→ TASK DESCRIPTION
Output all of the entries exactly as they are given.

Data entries
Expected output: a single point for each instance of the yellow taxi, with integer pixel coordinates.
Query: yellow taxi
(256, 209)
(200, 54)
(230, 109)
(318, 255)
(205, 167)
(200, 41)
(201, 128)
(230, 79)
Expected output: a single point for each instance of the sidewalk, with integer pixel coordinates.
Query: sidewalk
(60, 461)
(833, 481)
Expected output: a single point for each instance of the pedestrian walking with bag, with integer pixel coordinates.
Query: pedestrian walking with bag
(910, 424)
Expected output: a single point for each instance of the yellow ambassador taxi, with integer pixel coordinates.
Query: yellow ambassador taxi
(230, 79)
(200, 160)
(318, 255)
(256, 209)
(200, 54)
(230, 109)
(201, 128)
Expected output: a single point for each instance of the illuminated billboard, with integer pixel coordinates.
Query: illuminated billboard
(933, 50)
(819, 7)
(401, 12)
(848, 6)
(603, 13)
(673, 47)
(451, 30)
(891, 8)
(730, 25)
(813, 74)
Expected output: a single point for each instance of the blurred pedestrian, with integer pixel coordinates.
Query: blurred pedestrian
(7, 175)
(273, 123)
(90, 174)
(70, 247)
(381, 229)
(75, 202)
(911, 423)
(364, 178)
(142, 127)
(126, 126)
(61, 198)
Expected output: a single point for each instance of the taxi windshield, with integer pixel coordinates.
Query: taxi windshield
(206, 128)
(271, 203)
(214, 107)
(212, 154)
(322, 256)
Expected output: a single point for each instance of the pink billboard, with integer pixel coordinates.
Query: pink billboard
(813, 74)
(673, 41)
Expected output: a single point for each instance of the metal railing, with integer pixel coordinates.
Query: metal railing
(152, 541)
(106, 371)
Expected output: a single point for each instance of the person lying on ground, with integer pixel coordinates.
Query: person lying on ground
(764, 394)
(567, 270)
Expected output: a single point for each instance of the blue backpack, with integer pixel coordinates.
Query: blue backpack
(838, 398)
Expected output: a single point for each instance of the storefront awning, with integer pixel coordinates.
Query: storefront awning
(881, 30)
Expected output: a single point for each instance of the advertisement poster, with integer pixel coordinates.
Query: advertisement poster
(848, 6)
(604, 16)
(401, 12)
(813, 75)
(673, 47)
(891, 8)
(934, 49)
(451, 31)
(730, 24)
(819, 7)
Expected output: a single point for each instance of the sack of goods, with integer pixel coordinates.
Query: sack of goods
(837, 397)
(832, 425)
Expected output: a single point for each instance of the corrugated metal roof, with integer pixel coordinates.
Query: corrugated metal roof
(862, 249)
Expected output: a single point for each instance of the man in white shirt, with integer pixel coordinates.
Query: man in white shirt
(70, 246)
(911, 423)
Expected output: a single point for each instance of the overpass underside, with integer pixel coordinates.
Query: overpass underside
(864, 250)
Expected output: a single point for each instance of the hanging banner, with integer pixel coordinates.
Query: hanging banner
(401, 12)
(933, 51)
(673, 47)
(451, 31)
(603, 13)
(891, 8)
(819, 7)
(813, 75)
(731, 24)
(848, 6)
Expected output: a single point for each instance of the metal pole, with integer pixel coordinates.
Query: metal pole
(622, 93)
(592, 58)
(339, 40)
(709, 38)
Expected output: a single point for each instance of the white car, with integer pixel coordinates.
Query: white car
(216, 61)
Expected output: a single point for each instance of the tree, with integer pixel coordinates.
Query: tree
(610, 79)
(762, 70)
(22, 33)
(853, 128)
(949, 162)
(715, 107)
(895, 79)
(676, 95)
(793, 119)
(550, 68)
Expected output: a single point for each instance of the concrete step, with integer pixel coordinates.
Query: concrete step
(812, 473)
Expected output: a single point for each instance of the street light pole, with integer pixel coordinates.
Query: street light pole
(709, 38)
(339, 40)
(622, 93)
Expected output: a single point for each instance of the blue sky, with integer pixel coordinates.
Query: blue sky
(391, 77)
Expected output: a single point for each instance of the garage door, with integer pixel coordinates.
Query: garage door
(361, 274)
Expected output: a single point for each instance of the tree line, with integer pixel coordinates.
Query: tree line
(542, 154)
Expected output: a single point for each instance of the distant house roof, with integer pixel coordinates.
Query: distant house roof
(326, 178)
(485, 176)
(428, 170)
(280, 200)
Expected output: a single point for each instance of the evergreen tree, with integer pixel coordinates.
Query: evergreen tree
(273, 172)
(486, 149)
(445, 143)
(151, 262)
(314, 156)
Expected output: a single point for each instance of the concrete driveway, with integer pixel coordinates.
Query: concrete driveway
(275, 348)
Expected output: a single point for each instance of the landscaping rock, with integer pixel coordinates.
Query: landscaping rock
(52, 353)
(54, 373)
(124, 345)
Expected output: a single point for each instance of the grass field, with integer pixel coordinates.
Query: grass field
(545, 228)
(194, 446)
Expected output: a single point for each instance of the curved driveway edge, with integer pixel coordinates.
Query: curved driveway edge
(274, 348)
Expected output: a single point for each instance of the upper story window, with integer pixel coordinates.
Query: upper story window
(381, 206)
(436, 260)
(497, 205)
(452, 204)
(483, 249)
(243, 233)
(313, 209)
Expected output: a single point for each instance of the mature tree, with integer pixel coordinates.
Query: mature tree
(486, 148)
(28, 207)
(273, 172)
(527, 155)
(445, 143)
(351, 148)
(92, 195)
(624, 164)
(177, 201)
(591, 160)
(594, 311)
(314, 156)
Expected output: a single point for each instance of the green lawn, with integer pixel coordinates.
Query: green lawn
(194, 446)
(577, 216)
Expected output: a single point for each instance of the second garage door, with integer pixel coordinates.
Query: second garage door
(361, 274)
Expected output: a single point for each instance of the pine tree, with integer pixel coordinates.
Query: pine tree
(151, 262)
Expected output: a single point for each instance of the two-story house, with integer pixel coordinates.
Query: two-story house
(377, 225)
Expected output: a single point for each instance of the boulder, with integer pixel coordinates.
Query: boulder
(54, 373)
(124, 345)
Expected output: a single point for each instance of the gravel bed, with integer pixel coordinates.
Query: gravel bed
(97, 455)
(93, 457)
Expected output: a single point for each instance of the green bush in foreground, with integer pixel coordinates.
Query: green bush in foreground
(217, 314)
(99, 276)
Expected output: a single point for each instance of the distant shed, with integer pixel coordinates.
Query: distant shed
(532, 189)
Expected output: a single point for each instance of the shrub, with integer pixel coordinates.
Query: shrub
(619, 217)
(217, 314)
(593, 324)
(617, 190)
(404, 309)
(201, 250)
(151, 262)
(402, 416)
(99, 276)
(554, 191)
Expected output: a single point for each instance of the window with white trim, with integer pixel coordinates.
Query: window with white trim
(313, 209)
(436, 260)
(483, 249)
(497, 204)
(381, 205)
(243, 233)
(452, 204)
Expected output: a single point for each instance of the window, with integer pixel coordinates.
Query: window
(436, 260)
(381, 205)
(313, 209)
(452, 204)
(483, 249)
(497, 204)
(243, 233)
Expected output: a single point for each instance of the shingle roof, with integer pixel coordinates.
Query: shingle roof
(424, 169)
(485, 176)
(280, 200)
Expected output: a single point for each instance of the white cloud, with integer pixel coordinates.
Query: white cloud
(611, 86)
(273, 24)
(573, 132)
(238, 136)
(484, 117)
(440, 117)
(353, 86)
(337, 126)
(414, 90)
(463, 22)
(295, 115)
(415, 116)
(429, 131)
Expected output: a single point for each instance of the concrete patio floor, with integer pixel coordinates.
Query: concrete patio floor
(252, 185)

→ ANSWER TO THIS EXERCISE
Expected output: a single point for each instance of the yellow taxi, with integer pixel coordinates.
Query: yellow taxi
(256, 209)
(200, 54)
(230, 109)
(318, 255)
(205, 167)
(200, 41)
(201, 128)
(230, 79)
Expected output: a single point for each instance of the sidewalk, with integer pixel coordinates.
Query: sidewalk
(60, 461)
(833, 481)
Expected output: a single point for each instance of the pedestrian walking with bag, with integer pixel coordinates.
Query: pedestrian walking with bag
(910, 424)
Expected output: a single point for each instance of the yellow ambassador taxi, with integer pixel coordinates.
Query: yellow ambassador taxi
(230, 79)
(200, 160)
(318, 255)
(256, 209)
(200, 54)
(230, 109)
(201, 128)
Expected output: a single point for each instance of the illuminated billboard, with integer pixel coordinates.
Query: illuminated billboard
(933, 50)
(819, 7)
(401, 12)
(848, 6)
(603, 13)
(673, 47)
(451, 30)
(891, 8)
(730, 25)
(813, 74)
Expected output: a single point for each instance of the blurred pedestrian, with integer pixel coordinates.
Query: blurred pedestrian
(7, 175)
(273, 123)
(90, 174)
(70, 247)
(381, 229)
(75, 202)
(911, 423)
(364, 178)
(142, 127)
(126, 126)
(61, 198)
Expected output: a single point for each instance of the taxi windshield, with integer pixel coordinates.
Query: taxi windshield
(206, 128)
(271, 203)
(214, 107)
(212, 154)
(322, 256)
Expected output: a single point for each instance of the pink billboard, with integer pixel coordinates.
Query: pink billboard
(813, 74)
(673, 41)
Expected output: a single point for each instance of the metal railing, with integer pixel coordinates.
Query: metal railing
(152, 541)
(106, 371)
Expected output: a single point for each instance of the person lying on ground, with integer pixel coordinates.
Query: person lying on ground
(764, 394)
(567, 270)
Expected output: a single point for each instance of the blue backpack, with integer pixel coordinates.
Query: blue backpack
(838, 398)
Expected output: a single point for each instance of the storefront awning, with integer pixel coordinates.
Query: storefront awning
(881, 30)
Expected output: a single point for each instance of the advertisement poster, with integer pixel coordinates.
Query: advertisement poster
(848, 6)
(604, 16)
(401, 12)
(813, 75)
(673, 47)
(891, 8)
(934, 49)
(451, 31)
(730, 24)
(819, 7)
Expected output: a single point for each instance of the sack of goods, with integer pixel coordinates.
Query: sack of goods
(837, 397)
(832, 425)
Expected output: a single point for each instance of the corrugated metal roof, with integer pixel coordinates.
Query: corrugated metal roof
(862, 249)
Expected output: a single point for each instance of the man in white shirt, with integer pixel coordinates.
Query: man in white shirt
(70, 246)
(911, 423)
Expected output: a single point for each instance of the overpass underside, with integer pixel coordinates.
Query: overpass underside
(864, 250)
Expected output: a single point for each instance of the hanging banner, with integer pixel coordinates.
Query: hanging banner
(401, 12)
(933, 51)
(673, 47)
(451, 31)
(603, 13)
(891, 8)
(819, 7)
(813, 75)
(731, 24)
(848, 6)
Expected output: a single point for each instance of the metal pole, with integer pixel coordinates.
Query: metal pole
(622, 93)
(592, 58)
(339, 40)
(709, 38)
Expected output: a single point for each instance of the white car, with integer pixel coordinates.
Query: white car
(216, 61)
Expected output: a single point for each instance of the tree, with integer pixel coordinates.
Query: tree
(610, 79)
(762, 70)
(22, 33)
(853, 128)
(949, 162)
(715, 107)
(895, 79)
(676, 95)
(793, 119)
(550, 68)
Expected output: a single point for each instance of the concrete step, with integer pixel coordinates.
Query: concrete step
(812, 473)
Expected output: a single point for each instance of the street light pole, with integer pixel coordinates.
Query: street light pole
(709, 38)
(339, 40)
(622, 93)
Expected output: a single point for each instance of the blue sky, with integer pixel coordinates.
Query: blue sky
(391, 77)
Expected output: a single point for each instance of the garage door, with integer pixel coordinates.
Query: garage door
(361, 274)
Expected output: a single point for each instance of the tree line, with integer pixel coordinates.
Query: tree line
(542, 154)
Expected output: a single point for each instance of the distant house roof, with integer pixel coordinates.
Query: distant house roof
(326, 178)
(485, 176)
(428, 170)
(280, 200)
Expected output: a single point for each instance of the evergreen tree, with integer pixel coordinates.
Query: evergreen tree
(273, 172)
(486, 149)
(445, 143)
(151, 262)
(314, 156)
Expected output: a single point for each instance of the concrete driveway, with integer pixel coordinates.
Query: concrete driveway
(275, 348)
Expected output: a single point for each instance of the landscaping rock, with integer pixel coordinates.
Query: landscaping rock
(52, 353)
(54, 373)
(124, 345)
Expected output: a single point for each instance of the grass field, with integer pixel coordinates.
Query: grass field
(545, 228)
(194, 446)
Expected output: a single point for each instance of the curved driveway edge, with integer pixel coordinates.
Query: curved driveway edge
(274, 348)
Expected output: a single point for each instance of the upper story window, with integer pixel coordinates.
Query: upper story window
(381, 206)
(436, 260)
(497, 205)
(452, 204)
(483, 249)
(243, 233)
(313, 209)
Expected output: a single point for each instance of the mature tree, with integer pixel coordinates.
Query: mature tree
(486, 148)
(28, 207)
(273, 172)
(527, 155)
(445, 143)
(351, 148)
(92, 195)
(624, 164)
(177, 201)
(591, 160)
(594, 311)
(314, 156)
Expected output: a single point for each instance of the green lawn, with integer pixel coordinates.
Query: green lawn
(194, 446)
(577, 216)
Expected output: a single point for each instance of the second garage door, with integer pixel coordinates.
Query: second garage door
(361, 274)
Expected output: a single point for each instance of the pine tree, with integer pixel coordinates.
Query: pine tree
(151, 262)
Expected output: a single point for each instance of the two-story house, with integer pixel coordinates.
Query: two-story house
(377, 225)
Expected output: a single point for each instance of the boulder, with integer pixel coordinates.
Query: boulder
(54, 373)
(124, 345)
Expected output: a single point for each instance of the gravel bed, with integer pixel coordinates.
Query: gravel bed
(97, 455)
(93, 457)
Expected output: a single point for each instance of the green bush in foreground, with integer pixel coordinates.
Query: green bush in foreground
(217, 314)
(99, 276)
Expected output: a single point for each instance of the distant shed, with integer pixel coordinates.
Query: distant shed
(532, 189)
Expected output: a single point for each instance of the shrub, with integer pixel coordinates.
Query: shrub
(619, 217)
(217, 314)
(593, 324)
(617, 190)
(404, 309)
(201, 250)
(151, 262)
(402, 416)
(99, 276)
(554, 191)
Expected output: a single point for each instance of the window with white trim, with integer pixel coordinates.
Query: window with white trim
(313, 209)
(436, 260)
(483, 249)
(497, 204)
(381, 205)
(243, 233)
(452, 204)
Expected output: a single point for each instance of the window, with integer pixel coordinates.
Query: window
(436, 260)
(381, 205)
(313, 209)
(452, 204)
(483, 249)
(497, 204)
(243, 233)
Expected output: a single point for each instance of the shingle roof, with integer pixel coordinates.
Query: shingle roof
(424, 169)
(485, 176)
(280, 200)
Expected output: a single point for each instance of the white cloud, with integer pixel coordinates.
Query: white cloud
(611, 86)
(273, 24)
(573, 132)
(238, 136)
(484, 117)
(440, 117)
(353, 86)
(337, 126)
(414, 90)
(463, 22)
(295, 115)
(415, 116)
(429, 131)
Expected output: a single point for each instance of the concrete patio floor, with integer pixel coordinates.
Query: concrete patio floor
(252, 185)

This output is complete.